--- WRITTEN TASK ---
Output the data exactly, with every line intact.

--- EXERCISE INPUT ---
────────────────────
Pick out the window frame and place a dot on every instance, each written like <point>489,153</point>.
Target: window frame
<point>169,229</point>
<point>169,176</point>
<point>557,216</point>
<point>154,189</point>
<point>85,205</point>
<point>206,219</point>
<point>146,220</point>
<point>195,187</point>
────────────────────
--- ANSWER FOR THIS EXERCISE ---
Pick out the window frame and place a dot on every instance, each written like <point>489,153</point>.
Target: window frame
<point>169,229</point>
<point>169,176</point>
<point>557,216</point>
<point>154,189</point>
<point>85,205</point>
<point>206,219</point>
<point>146,220</point>
<point>195,187</point>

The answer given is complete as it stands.